● **DATASET EXTRACT**
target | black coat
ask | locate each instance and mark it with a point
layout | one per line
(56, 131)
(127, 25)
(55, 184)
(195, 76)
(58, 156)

● **DIRECTIVE**
Recast all of the records above as a numbered list, leaving out any blank lines.

● **TASK OUTPUT**
1. target | black coat
2. ask | locate each instance and mark it with a point
3. layout | one per line
4. (56, 131)
5. (127, 25)
6. (55, 184)
7. (195, 76)
8. (58, 156)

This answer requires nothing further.